Texto para leitura.
A arbitragem, como fórmula de solução de conflitos na sociedade, tem sido prestigiada em certas ordens jurídicas (EUA, por exemplo). O mecanismo atua em áreas diversas, como Direito Comercial/Empresarial, Direito Civil e, até mesmo, Direito do Trabalho.

No Brasil, entretanto, sua prática ainda não se mostrou frequente em qualquer campo do Direito, embora permitida e incentivada pela ordem jurídica.

A mediação, a seu turno, como técnica de aproximação de partes em conflito, em busca da resolução do litígio, por meio dos métodos próprios existentes, sempre foi prestigiada no País, inclusive no Direito Coletivo do Trabalho.

II Meios de solução de conflitos: autotutela, autocomposição, heterocomposição

São distintos os métodos de solução de conflitos interindividuais e sociais conhecidos no mundo ocidental contemporâneo. Classificam-se, basicamente, em três grandes grupos: autotutela, autocomposição e heterocomposição.

Dados armazenados.
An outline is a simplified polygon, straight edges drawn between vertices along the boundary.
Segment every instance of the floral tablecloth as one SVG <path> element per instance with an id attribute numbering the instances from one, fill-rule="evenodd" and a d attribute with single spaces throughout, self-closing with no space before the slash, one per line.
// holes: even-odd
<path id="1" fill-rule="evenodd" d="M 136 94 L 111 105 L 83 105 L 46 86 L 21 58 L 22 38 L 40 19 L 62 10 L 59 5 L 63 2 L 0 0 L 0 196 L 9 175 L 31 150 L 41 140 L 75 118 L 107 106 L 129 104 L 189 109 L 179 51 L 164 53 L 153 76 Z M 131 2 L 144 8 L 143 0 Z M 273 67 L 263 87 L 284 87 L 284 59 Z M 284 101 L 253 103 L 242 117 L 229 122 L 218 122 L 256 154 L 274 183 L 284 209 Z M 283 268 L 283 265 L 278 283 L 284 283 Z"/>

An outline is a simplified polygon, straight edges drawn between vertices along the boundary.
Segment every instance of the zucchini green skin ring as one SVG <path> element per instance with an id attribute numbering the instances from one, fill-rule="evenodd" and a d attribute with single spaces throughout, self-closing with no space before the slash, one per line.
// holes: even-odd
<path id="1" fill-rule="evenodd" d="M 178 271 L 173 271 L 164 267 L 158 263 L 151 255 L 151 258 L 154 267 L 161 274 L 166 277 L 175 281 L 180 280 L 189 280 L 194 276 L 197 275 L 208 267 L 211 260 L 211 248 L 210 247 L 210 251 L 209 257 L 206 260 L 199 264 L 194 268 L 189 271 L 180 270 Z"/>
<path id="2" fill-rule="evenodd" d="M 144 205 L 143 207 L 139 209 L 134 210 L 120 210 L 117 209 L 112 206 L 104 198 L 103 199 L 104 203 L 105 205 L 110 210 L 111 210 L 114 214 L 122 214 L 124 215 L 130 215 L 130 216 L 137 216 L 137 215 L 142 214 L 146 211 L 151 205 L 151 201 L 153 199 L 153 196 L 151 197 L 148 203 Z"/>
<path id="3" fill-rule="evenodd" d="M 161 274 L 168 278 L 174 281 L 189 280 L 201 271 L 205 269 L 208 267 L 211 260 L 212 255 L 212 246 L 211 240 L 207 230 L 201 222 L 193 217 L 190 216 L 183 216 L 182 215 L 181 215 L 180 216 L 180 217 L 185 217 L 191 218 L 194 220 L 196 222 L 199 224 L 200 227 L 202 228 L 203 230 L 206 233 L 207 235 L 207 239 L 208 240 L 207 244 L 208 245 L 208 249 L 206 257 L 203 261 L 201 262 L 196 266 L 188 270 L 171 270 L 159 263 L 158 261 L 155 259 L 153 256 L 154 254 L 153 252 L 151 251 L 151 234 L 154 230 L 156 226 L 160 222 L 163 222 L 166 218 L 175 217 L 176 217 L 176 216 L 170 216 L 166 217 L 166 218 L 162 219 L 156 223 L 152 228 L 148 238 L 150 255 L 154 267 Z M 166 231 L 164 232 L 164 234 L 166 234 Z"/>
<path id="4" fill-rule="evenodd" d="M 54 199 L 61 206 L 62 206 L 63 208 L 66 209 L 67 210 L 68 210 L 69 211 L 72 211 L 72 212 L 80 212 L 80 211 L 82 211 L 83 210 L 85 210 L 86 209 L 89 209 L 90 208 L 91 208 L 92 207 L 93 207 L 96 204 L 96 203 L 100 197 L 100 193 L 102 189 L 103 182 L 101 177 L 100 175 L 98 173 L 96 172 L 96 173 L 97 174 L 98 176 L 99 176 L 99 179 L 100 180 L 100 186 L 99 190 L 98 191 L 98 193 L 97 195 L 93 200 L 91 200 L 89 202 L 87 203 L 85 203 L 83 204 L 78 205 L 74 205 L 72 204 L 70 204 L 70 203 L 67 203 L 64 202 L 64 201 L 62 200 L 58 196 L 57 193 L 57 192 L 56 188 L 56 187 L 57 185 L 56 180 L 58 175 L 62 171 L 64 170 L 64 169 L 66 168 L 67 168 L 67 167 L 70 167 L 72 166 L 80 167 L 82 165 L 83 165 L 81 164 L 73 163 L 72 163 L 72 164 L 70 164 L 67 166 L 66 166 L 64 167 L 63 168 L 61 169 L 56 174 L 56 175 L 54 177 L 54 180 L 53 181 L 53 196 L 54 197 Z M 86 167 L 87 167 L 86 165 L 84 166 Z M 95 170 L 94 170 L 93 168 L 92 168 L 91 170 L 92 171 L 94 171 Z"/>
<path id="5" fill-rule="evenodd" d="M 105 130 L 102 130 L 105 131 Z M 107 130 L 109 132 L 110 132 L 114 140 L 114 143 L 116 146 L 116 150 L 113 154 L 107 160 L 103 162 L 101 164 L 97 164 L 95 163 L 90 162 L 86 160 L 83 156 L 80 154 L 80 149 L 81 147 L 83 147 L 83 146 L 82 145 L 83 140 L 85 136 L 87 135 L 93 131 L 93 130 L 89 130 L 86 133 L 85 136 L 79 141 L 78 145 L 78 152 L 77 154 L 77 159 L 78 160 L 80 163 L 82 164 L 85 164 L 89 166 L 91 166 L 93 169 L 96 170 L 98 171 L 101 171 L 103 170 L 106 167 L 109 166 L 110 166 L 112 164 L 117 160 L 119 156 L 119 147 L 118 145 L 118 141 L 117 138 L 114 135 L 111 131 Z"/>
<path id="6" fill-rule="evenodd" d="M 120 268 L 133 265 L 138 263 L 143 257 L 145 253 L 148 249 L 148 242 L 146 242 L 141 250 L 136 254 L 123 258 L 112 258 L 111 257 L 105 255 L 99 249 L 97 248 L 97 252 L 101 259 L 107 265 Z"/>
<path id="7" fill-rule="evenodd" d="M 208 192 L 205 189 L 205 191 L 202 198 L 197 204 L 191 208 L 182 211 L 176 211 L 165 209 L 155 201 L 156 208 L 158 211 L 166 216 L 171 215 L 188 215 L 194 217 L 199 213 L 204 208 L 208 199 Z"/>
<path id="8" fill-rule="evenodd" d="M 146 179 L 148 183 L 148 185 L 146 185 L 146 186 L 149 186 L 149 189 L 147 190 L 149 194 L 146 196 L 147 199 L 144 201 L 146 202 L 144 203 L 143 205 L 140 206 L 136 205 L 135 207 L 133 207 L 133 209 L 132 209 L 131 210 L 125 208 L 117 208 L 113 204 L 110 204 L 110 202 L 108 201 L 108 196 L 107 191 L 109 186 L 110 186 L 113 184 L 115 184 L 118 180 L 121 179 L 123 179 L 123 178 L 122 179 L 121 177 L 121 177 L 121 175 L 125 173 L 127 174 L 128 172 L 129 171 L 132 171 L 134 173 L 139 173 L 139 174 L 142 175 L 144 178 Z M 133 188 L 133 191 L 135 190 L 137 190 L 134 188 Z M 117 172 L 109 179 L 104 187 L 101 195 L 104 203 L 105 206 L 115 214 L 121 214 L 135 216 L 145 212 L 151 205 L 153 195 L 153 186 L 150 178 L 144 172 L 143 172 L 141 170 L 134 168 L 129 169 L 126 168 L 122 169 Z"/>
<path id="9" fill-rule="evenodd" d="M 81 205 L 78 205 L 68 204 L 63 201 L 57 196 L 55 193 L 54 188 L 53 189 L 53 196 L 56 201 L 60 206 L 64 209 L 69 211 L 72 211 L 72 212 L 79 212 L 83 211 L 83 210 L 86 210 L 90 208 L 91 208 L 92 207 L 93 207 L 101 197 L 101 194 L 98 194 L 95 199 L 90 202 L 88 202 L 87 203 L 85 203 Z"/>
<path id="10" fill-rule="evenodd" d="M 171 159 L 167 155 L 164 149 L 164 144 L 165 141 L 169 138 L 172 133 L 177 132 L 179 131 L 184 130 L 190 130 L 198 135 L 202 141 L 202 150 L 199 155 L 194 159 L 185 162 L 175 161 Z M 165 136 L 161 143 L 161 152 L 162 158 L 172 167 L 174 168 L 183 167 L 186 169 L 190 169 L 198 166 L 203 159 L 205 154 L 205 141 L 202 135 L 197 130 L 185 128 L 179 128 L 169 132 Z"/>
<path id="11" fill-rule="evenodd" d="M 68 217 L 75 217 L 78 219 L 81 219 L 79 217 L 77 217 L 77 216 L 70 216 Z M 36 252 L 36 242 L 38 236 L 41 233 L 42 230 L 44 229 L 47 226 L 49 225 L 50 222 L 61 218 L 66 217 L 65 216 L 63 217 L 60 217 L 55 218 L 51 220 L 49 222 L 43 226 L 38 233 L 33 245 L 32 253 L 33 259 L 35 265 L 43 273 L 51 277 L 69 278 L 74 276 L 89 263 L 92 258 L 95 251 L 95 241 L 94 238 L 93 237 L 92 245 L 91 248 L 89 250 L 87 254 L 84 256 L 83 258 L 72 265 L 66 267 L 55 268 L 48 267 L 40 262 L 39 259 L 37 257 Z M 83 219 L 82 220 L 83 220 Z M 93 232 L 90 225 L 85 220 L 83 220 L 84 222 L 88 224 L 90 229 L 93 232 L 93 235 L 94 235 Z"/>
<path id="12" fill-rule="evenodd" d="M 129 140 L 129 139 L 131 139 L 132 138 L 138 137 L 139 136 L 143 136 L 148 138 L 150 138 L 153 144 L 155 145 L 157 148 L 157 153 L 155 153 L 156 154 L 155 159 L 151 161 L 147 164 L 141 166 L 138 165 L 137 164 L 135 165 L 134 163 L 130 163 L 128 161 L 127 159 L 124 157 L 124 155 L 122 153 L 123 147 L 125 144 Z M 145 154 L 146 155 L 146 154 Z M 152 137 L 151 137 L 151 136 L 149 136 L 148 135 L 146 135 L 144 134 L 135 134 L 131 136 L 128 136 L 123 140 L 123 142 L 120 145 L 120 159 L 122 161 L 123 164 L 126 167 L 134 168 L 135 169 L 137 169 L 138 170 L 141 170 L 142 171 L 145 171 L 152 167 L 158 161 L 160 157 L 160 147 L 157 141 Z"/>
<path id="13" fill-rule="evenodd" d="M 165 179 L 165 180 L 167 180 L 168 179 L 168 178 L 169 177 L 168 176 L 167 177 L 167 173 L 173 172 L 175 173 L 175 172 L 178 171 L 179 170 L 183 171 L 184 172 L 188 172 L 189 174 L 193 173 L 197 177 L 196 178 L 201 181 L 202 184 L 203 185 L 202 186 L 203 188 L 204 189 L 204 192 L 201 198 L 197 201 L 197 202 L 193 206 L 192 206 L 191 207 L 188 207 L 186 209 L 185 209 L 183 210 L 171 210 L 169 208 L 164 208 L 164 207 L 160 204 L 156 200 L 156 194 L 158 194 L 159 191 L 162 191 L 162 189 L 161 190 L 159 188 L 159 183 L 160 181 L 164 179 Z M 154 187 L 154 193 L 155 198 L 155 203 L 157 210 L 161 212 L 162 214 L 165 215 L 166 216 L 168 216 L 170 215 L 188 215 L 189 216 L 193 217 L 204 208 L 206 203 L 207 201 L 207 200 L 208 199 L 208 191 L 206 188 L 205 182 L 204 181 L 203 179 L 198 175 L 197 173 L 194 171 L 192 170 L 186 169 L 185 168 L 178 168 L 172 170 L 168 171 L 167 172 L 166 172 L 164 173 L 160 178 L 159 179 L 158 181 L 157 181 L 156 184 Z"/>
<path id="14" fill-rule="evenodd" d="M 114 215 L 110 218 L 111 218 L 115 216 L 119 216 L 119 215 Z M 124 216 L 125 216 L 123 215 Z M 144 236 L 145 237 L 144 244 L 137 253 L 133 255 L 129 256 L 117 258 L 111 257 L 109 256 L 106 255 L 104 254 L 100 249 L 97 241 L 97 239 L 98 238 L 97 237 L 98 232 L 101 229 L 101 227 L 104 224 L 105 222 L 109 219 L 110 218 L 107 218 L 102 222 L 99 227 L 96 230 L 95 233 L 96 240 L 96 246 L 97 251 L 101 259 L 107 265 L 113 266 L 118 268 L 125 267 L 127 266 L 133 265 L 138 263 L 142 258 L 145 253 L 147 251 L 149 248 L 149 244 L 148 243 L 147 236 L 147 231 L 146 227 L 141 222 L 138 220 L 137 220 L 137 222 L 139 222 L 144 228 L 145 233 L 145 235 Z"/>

Tarefas a realizar.
**a)** Segundo o texto sobre solução de conflitos, em quais três grandes grupos se classificam esses métodos?
**b)** Resuma em uma única frase o parágrafo do texto sobre solução de conflitos que começa com "A arbitragem, como fórmula", sem perder seus fatos principais.
**c)** Repita fielmente o trecho do texto sobre solução de conflitos, começando nas palavras "A mediação, a" e parando após "autocomposição e heterocomposição.".

Respostas escritas.
**a)** Autotutela, autocomposição e heterocomposição.

**b)** A arbitragem, valorizada como meio de solução de conflitos em ordens jurídicas como a dos EUA, atua no Direito Comercial/Empresarial, no Direito Civil e até no Direito do Trabalho.

**c)**
A mediação, a seu turno, como técnica de aproximação de partes em conflito, em busca da resolução do litígio, por meio dos métodos próprios existentes, sempre foi prestigiada no País, inclusive no Direito Coletivo do Trabalho.

II Meios de solução de conflitos: autotutela, autocomposição, heterocomposição

São distintos os métodos de solução de conflitos interindividuais e sociais conhecidos no mundo ocidental contemporâneo. Classificam-se, basicamente, em três grandes grupos: autotutela, autocomposição e heterocomposição.